*YOUR INSTRUCTIONS:* This exercise calls for a copy of every line in the listing below that carries the word "palm".

*DATA FOR REVIEW:*
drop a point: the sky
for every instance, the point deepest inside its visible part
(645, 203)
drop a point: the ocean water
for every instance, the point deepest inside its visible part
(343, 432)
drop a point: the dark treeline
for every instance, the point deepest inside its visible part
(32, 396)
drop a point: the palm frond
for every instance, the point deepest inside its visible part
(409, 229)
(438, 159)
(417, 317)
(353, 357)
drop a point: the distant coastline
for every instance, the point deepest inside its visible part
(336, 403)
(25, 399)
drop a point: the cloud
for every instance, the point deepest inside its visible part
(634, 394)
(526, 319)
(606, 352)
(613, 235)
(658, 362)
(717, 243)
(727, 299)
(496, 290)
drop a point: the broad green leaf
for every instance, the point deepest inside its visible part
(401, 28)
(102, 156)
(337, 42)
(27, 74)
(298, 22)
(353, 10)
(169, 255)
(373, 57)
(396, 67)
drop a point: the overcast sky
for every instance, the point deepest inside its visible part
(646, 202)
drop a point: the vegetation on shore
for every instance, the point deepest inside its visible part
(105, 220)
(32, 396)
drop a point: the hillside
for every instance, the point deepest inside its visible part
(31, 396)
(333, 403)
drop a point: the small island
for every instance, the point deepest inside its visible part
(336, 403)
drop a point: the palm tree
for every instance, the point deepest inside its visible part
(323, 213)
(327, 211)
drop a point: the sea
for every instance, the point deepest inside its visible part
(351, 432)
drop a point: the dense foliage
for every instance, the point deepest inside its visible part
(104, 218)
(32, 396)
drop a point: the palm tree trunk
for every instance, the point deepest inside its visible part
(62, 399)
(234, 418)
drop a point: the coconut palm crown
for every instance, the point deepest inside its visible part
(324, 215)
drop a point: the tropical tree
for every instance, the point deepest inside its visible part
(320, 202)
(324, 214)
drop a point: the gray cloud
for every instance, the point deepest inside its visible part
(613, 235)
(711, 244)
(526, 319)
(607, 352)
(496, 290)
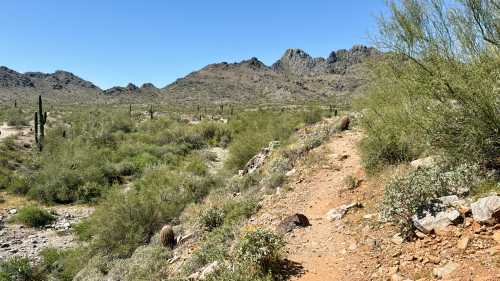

*TASK RESPONSE:*
drop a point: the palm frond
drop a point: the palm tree
drop a point: the palm tree trunk
drop a point: the coconut palm crown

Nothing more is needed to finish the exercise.